#### Text to read
☆ ☆ ☆ ☆

JOSE FERNANDEZ, ET AL., Plaintiffs-Appellees, v. KEE WA, Defendant-Appellant.

Mauro T. Paredes for appellees.

Norberto E. Galben and Ty & Ty for appellant.

SYLLABUS


1. APPEAL AND ERROR; NO FINAL JUDGMENT RENDERED; APPEAL IS PREMATURE; ORDER REMANDING CASE FOR TRIAL INTERLOCUTORY. — Where there is no final judgment or order has yet been rendered for one party or the other appeal therefrom is premature (section 2, Rule 41). And an order of a Court remanding the case for trial on the merits is merely an interlocutory order which does not constitute a final judgment terminating the case.


D E C I S I O N


LABRADOR, J.:


Plaintiffs instituted this action in the Municipal Court of Manila to recover from defendant their salary differentials and overtime pay. Salary differentials are claimed on the ground that defendant, who had employed plaintiffs, had paid them wages below that provided for by the Minimum Wage Law, and overtime pay is demanded because he made them work for more than eight hours in violation of the Eight Hour Labor Law. However, 10 days after the action was filed and before defendant could be summoned, plaintiffs filed a notice of dismissal. There upon the judge dismissed the case, but on the same day he made the dismissal with prejudice. These dismissals bear the date of February 10, 1954. On February 22, 1954, plaintiffs moved to set aside the order of dismissal and for the reinstatement of the complaint and trial on the merits, alleging that the plaintiffs’ notice to dismiss had been secured by defendant through fraud. This was supposed to consist in defendant’s promising to reemploy the plaintiffs but without doing so after the complaint had been dismissed. This motion to set aside and reinstate the case was denied by the municipal court on March 16, 1954. Of this order plaintiffs were notified on March 27. On March 29, plaintiffs moved to reconsider the order denying the motion to set aside. The court denied this motion on April 10, and upon being notified thereof on April 19, plaintiffs filed a notice of appeal dated April 24, 1954, seven days from date of notice of order denying motion to set aside. On April 24, 1954, they also presented a motion to litigate and appeal as paupers. The court approved this motion on May 20, 1954 and gave due course to the appeal.

☆ ☆ ☆ ☆

#### Record extracts
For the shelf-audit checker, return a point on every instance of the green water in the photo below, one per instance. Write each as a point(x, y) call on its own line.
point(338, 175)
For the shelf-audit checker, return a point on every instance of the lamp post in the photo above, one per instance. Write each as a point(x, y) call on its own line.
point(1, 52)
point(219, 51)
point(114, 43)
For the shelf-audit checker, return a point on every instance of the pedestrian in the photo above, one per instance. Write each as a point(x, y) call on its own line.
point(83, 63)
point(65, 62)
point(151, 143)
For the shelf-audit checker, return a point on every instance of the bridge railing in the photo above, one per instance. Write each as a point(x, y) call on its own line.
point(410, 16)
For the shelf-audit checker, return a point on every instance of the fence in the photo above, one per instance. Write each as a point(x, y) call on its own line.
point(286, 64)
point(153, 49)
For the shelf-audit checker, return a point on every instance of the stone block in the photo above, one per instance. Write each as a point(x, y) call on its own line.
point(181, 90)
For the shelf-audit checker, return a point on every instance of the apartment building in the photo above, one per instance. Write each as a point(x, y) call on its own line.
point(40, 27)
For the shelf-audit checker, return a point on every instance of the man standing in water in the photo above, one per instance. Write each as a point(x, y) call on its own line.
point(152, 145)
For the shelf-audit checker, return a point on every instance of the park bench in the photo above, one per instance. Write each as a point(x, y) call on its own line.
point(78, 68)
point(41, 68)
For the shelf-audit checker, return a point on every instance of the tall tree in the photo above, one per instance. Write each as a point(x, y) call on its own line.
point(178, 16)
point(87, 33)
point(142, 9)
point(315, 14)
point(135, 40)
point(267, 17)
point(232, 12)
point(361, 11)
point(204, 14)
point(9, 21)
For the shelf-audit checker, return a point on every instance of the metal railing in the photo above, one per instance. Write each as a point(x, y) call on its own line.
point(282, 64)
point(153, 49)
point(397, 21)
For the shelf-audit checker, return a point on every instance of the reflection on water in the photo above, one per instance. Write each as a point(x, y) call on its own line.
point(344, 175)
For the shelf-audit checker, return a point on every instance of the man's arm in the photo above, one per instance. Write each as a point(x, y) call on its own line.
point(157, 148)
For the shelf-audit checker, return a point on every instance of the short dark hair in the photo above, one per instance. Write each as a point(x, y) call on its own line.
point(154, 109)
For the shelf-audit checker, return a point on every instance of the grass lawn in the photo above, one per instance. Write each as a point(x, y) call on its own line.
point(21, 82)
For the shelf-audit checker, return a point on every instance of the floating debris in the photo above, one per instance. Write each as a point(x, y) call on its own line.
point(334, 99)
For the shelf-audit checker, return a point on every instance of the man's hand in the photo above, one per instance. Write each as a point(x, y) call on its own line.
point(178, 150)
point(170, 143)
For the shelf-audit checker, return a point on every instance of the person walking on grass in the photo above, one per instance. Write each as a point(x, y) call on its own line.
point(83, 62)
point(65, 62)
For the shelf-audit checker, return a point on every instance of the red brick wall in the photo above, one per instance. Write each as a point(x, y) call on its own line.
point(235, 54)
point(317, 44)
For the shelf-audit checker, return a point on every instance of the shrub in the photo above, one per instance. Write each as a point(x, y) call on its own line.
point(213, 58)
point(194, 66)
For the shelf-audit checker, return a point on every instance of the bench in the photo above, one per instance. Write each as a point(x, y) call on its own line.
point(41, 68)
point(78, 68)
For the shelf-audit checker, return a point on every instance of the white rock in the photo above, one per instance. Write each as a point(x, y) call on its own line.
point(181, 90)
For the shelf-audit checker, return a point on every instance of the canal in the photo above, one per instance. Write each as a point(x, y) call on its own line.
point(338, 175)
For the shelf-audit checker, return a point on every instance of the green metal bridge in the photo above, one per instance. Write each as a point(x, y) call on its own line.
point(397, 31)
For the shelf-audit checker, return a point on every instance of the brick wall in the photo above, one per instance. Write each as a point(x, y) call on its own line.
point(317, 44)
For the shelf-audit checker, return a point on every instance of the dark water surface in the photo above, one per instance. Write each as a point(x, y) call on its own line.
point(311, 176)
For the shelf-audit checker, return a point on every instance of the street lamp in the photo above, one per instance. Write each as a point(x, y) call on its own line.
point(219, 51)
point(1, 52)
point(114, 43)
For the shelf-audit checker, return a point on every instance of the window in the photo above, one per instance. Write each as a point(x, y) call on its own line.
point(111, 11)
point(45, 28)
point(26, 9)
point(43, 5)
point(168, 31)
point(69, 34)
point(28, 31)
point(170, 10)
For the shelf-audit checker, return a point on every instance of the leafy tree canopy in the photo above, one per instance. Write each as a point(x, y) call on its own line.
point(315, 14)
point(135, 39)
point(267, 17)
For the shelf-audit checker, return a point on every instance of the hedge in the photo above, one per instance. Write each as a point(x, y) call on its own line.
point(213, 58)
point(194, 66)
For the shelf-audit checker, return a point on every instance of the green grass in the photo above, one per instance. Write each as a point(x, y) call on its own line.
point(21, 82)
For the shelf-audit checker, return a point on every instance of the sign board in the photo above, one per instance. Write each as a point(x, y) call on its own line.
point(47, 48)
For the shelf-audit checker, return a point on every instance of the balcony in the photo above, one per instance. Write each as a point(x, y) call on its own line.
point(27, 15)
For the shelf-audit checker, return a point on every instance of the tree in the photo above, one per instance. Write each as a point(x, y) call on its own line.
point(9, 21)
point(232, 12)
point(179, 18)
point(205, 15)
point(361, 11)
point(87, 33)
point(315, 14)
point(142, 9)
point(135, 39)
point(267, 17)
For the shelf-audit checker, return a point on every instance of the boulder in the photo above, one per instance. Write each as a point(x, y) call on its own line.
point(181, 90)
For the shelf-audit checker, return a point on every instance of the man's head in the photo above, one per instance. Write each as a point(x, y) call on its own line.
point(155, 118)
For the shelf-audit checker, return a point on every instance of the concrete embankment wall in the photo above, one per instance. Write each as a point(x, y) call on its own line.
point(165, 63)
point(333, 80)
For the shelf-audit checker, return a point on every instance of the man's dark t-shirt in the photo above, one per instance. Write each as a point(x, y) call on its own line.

☆ ☆ ☆ ☆

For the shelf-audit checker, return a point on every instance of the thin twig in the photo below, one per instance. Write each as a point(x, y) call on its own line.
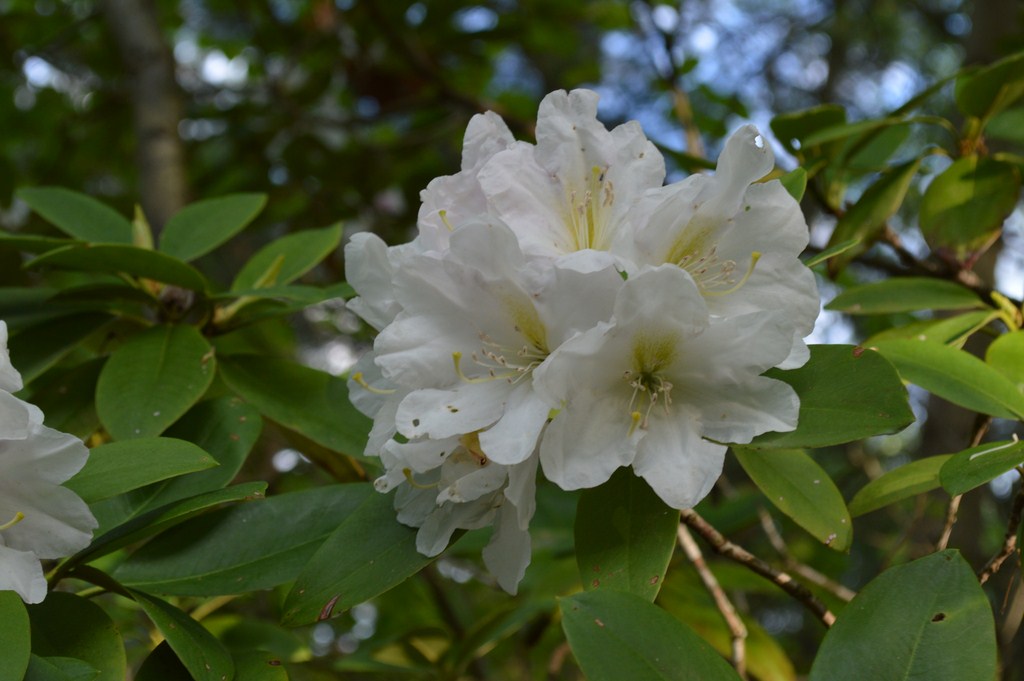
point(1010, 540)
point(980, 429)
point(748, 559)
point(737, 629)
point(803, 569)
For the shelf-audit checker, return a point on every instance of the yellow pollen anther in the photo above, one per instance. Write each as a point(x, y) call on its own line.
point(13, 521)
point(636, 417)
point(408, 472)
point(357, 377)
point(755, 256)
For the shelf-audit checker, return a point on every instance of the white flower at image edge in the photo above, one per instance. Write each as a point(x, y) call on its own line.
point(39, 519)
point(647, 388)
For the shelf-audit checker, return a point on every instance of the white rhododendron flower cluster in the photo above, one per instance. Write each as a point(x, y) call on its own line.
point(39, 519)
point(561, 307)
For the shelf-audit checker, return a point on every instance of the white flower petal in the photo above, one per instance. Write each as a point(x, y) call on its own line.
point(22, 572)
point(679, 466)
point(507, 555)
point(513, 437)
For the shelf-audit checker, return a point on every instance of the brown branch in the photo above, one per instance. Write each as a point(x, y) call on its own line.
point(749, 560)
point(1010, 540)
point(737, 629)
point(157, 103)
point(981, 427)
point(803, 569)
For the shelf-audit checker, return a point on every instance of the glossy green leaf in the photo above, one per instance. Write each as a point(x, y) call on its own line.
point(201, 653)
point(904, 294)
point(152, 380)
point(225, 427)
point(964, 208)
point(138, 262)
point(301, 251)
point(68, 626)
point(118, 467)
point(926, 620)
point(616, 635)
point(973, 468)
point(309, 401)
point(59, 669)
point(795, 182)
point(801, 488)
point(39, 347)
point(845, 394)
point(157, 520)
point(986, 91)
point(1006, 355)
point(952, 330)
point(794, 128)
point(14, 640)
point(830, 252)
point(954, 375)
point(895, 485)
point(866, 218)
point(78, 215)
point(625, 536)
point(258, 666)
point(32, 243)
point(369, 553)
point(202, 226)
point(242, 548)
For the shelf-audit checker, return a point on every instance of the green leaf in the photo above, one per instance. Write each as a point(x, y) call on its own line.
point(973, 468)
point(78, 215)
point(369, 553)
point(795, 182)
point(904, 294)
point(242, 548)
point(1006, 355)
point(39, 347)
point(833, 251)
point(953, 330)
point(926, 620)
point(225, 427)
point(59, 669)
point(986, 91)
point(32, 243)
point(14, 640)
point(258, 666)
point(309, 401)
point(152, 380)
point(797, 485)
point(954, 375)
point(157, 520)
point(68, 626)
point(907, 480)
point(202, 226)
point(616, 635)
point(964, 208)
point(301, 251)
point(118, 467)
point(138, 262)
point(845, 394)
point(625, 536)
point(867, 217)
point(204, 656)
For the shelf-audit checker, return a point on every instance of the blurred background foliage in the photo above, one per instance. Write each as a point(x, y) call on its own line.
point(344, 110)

☆ ☆ ☆ ☆

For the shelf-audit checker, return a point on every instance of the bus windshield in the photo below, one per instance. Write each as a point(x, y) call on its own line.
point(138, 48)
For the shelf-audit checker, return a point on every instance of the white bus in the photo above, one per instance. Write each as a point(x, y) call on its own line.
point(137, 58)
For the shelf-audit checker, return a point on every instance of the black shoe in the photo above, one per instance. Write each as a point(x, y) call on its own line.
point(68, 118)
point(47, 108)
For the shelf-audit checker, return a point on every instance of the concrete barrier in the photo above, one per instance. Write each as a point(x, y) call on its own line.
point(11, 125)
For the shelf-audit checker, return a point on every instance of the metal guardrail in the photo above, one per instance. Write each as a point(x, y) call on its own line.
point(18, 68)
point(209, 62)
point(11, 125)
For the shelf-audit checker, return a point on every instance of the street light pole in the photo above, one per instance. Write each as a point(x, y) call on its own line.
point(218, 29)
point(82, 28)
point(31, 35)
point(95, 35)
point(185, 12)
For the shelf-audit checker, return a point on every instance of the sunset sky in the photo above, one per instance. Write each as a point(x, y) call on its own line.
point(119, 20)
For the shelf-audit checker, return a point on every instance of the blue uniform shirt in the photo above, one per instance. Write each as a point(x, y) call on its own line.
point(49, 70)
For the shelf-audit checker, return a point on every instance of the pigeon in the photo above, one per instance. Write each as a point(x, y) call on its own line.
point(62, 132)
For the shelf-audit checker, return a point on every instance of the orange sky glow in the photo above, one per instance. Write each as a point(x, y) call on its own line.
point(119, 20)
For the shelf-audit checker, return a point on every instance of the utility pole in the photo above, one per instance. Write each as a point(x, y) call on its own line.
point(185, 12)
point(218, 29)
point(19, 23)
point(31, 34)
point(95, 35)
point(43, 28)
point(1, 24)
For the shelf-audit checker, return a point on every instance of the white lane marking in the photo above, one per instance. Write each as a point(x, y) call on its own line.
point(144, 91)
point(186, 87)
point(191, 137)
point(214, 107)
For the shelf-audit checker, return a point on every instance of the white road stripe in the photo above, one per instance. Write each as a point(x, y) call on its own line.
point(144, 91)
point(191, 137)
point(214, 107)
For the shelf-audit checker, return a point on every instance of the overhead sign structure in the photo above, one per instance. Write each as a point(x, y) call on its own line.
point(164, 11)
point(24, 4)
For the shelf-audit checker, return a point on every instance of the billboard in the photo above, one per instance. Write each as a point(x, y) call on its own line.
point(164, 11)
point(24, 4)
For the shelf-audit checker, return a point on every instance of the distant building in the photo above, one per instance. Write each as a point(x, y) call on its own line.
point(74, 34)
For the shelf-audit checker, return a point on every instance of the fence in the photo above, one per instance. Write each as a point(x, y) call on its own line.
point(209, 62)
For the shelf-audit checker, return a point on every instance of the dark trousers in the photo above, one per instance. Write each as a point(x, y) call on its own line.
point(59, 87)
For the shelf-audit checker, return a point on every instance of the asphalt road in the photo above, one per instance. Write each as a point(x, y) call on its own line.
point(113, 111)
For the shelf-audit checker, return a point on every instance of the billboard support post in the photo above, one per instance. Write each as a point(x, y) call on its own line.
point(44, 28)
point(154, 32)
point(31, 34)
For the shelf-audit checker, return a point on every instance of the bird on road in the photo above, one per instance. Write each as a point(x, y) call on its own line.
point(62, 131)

☆ ☆ ☆ ☆

#### Problems and tasks
a: In the court decision, on what date did the municipal court deny the plaintiffs' motion to set aside the dismissal and reinstate the case?
b: Return the passage of the court decision starting at "Norberto E. Galben" and ending at "terminating the case.".

#### Correct answers
a: March 16, 1954

b:
Norberto E. Galben and Ty & Ty for appellant.

SYLLABUS


1. APPEAL AND ERROR; NO FINAL JUDGMENT RENDERED; APPEAL IS PREMATURE; ORDER REMANDING CASE FOR TRIAL INTERLOCUTORY. — Where there is no final judgment or order has yet been rendered for one party or the other appeal therefrom is premature (section 2, Rule 41). And an order of a Court remanding the case for trial on the merits is merely an interlocutory order which does not constitute a final judgment terminating the case.